Goal: Reproduce the NioEndpoint bug message word for word between "Re: [Bug 57943]" and "in one place?", inclusive.

Text to read:
☆ ☆ ☆ ☆ ☆ ☆ ☆
Re: [Bug 57943] NioEndpoint, one poller thread died

Posted by Christopher Schultz <ch...@christopherschultz.net>.
Ian,

This is a nice follow-up. Could you attach it directly to the bug report
in Bugzilla, so the commentary is all in one place?

https://bz.apache.org/bugzilla/show_bug.cgi?id=57943

Thanks,
-chris

On 7/2/15 6:29 AM, Ian Luo wrote:
> Hi Mark,
> 
> I am the colleague of Sun Qi who reported bug57943
> <https://bz.apache.org/bugzilla/show_bug.cgi?id=57943> one month ago. I
> believe we managed to find out why ConcurrentModificationException happens
> in our scenario.
> 
> Here’s the scenario, our application uses async servlet to write the
> response back to the client. The operation we put in async servlet which
> run in another thread is quite time-consuming. When the incoming traffic is
> heavy, which usually happens when the instances of tomcat server reboots,
> we hit this issue very easily.
☆ ☆ ☆ ☆ ☆ ☆ ☆
Recorded information:
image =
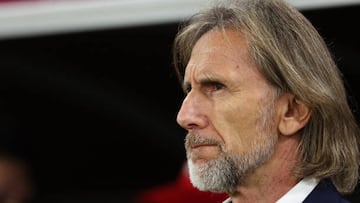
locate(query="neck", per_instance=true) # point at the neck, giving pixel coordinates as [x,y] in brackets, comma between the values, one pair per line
[272,180]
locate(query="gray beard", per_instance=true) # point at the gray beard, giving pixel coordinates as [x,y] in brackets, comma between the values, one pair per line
[227,172]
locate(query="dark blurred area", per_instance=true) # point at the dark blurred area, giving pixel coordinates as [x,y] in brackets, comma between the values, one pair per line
[92,114]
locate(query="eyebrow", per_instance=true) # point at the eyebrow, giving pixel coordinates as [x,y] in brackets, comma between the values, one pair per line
[206,81]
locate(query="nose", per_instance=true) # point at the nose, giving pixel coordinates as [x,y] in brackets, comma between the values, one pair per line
[192,114]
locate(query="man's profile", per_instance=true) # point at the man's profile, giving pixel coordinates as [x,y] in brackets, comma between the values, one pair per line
[265,109]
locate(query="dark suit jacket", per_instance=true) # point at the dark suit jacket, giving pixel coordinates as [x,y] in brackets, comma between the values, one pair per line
[325,192]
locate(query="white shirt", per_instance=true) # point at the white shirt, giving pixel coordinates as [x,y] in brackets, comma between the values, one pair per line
[298,193]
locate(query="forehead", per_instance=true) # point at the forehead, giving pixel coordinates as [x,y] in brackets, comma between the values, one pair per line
[221,53]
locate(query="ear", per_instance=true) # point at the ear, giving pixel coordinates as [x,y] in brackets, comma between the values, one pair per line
[294,114]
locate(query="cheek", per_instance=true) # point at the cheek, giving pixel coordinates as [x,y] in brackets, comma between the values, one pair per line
[236,124]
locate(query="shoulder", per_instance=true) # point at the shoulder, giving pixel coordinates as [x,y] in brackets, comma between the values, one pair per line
[325,192]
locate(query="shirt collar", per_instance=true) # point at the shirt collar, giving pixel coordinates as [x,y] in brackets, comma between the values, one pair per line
[297,194]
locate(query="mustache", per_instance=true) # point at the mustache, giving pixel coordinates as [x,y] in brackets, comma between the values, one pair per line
[192,140]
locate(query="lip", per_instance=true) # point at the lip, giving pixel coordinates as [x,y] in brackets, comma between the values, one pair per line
[202,145]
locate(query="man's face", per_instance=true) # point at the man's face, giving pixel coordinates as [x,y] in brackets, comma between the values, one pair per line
[226,108]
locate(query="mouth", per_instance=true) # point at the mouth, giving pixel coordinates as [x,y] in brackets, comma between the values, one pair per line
[195,146]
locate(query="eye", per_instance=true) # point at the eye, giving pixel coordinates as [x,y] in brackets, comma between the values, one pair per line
[213,86]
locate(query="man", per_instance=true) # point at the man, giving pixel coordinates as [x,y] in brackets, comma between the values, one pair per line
[265,107]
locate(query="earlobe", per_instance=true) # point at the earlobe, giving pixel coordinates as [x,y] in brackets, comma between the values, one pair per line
[294,115]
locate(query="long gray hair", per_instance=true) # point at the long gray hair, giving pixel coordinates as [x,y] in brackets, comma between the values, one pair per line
[293,57]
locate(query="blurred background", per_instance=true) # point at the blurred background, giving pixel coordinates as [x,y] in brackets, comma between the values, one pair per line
[88,95]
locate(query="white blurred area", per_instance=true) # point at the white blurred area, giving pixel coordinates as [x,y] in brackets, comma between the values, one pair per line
[34,17]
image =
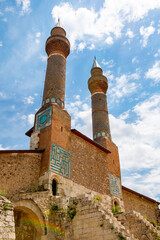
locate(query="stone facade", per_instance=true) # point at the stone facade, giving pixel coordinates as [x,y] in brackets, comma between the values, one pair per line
[68,186]
[147,208]
[19,172]
[89,165]
[7,225]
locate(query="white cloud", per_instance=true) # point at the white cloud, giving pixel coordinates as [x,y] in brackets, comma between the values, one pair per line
[37,41]
[28,100]
[38,34]
[32,45]
[3,148]
[92,46]
[138,141]
[43,58]
[23,117]
[84,23]
[25,5]
[81,46]
[30,119]
[129,33]
[146,32]
[9,9]
[109,40]
[109,63]
[135,60]
[157,54]
[154,72]
[3,95]
[123,86]
[4,20]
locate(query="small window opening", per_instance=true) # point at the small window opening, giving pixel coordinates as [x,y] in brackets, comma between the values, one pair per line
[54,187]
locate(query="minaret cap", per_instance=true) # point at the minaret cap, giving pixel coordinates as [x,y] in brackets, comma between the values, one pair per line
[58,23]
[58,29]
[95,63]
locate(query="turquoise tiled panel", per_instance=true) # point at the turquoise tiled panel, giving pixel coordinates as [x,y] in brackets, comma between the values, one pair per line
[60,161]
[43,119]
[115,186]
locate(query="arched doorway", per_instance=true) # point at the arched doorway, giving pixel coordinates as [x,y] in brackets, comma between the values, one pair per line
[29,220]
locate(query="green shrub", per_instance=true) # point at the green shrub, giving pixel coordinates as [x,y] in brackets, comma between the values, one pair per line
[2,193]
[98,198]
[115,209]
[7,206]
[154,223]
[121,237]
[71,212]
[47,212]
[146,218]
[54,208]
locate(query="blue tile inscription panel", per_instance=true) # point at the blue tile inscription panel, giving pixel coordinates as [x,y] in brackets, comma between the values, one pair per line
[60,161]
[43,119]
[115,186]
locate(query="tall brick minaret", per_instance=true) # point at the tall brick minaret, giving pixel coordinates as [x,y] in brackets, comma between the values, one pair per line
[52,122]
[98,85]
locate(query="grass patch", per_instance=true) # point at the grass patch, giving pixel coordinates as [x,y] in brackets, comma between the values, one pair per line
[55,208]
[120,237]
[115,209]
[71,212]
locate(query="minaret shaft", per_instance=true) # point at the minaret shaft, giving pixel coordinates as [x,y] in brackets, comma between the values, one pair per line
[100,118]
[54,89]
[98,85]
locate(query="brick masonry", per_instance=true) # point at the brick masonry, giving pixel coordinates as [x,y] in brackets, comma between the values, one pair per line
[55,78]
[7,225]
[89,165]
[19,172]
[140,204]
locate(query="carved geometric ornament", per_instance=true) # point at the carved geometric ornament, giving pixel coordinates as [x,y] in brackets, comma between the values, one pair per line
[115,186]
[60,161]
[43,119]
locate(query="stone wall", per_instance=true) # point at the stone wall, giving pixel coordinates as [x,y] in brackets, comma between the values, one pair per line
[138,225]
[89,165]
[7,227]
[139,204]
[19,172]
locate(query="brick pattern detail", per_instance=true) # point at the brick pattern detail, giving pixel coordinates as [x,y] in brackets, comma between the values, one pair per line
[100,114]
[60,161]
[115,185]
[89,166]
[55,78]
[19,171]
[43,119]
[139,204]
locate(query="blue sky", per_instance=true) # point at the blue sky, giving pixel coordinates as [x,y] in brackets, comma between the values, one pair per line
[124,36]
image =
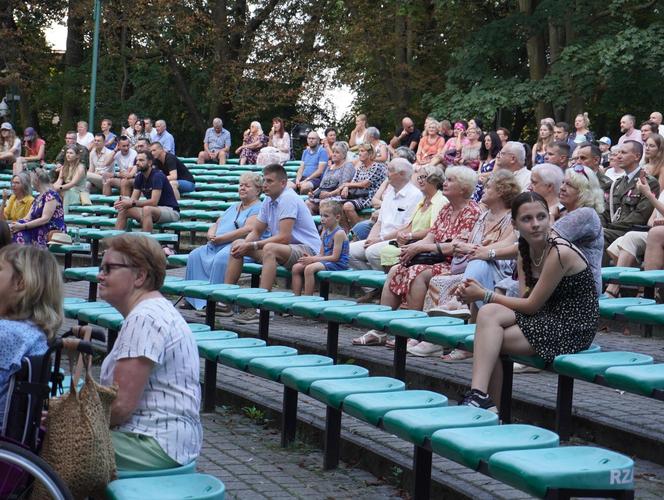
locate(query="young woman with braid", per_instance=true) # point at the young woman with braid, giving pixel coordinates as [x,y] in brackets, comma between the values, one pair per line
[558,313]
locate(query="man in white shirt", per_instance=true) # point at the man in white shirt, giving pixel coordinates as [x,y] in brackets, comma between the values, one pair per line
[124,160]
[513,157]
[101,162]
[627,127]
[656,117]
[399,202]
[83,137]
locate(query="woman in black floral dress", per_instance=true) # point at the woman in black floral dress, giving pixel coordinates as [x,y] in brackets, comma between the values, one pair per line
[557,314]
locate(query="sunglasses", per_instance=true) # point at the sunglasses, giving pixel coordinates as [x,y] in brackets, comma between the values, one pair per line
[580,169]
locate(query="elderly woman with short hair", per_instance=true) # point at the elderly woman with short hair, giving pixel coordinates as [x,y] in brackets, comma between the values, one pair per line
[209,261]
[17,205]
[339,172]
[254,140]
[408,281]
[545,180]
[154,362]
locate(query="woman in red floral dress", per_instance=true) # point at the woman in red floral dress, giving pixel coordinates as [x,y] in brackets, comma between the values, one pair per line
[453,225]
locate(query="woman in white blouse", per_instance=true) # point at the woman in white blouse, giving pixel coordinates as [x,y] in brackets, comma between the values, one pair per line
[154,363]
[278,149]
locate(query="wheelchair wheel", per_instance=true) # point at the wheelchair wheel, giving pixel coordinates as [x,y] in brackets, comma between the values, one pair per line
[22,473]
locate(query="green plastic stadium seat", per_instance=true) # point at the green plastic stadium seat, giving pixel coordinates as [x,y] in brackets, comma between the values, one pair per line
[610,308]
[198,327]
[240,358]
[372,407]
[538,362]
[589,366]
[347,314]
[653,315]
[612,273]
[448,336]
[572,467]
[415,328]
[189,486]
[374,281]
[255,300]
[78,273]
[333,392]
[228,296]
[271,368]
[190,468]
[417,426]
[214,335]
[199,291]
[642,278]
[381,320]
[313,309]
[642,379]
[301,379]
[210,349]
[175,288]
[285,304]
[110,321]
[470,446]
[179,260]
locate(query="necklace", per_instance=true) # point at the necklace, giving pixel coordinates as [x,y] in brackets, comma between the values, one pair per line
[535,261]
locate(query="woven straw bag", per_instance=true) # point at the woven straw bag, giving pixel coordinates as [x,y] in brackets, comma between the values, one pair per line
[78,439]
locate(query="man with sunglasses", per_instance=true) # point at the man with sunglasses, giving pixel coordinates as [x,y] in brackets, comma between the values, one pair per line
[626,206]
[159,204]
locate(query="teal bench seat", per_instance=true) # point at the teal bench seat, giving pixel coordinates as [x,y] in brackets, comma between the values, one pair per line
[474,446]
[575,468]
[272,368]
[372,407]
[647,380]
[334,392]
[177,487]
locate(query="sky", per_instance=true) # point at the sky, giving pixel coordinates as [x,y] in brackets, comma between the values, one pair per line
[56,35]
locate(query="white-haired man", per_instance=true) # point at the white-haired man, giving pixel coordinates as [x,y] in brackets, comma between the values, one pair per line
[216,144]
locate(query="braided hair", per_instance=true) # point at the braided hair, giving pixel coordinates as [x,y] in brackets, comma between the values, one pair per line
[524,247]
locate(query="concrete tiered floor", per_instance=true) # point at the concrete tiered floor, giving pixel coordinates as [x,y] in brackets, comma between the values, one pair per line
[244,452]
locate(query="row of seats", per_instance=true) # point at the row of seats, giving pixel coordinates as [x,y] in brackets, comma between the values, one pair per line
[523,456]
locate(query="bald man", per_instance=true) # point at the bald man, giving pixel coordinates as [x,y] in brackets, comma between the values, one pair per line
[407,136]
[656,117]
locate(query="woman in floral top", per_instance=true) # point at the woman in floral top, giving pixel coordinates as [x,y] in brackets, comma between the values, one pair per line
[357,193]
[46,214]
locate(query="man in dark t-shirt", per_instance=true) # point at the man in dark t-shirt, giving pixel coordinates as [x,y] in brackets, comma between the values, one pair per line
[159,205]
[407,136]
[177,173]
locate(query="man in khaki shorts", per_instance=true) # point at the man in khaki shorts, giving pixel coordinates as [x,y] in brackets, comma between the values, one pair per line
[159,204]
[292,230]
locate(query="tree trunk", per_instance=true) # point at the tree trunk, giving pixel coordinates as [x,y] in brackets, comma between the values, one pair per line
[537,64]
[73,59]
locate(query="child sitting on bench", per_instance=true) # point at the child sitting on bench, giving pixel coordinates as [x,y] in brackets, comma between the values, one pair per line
[333,254]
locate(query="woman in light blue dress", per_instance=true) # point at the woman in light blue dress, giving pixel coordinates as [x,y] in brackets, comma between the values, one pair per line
[209,261]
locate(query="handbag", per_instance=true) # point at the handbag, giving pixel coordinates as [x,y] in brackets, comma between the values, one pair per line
[78,441]
[427,259]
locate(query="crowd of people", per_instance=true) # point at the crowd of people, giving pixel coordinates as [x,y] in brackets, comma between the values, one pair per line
[465,223]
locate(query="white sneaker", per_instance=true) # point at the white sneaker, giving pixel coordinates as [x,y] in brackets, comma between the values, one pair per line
[425,349]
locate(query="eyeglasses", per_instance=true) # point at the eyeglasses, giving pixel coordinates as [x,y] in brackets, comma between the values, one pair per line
[106,268]
[580,169]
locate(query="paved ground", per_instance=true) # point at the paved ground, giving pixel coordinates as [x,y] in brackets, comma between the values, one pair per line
☆ ☆ ☆ ☆ ☆ ☆ ☆
Reply:
Re: [Bug 57943] NioEndpoint, one poller thread died

Posted by Christopher Schultz <ch...@christopherschultz.net>.
Ian,

This is a nice follow-up. Could you attach it directly to the bug report
in Bugzilla, so the commentary is all in one place?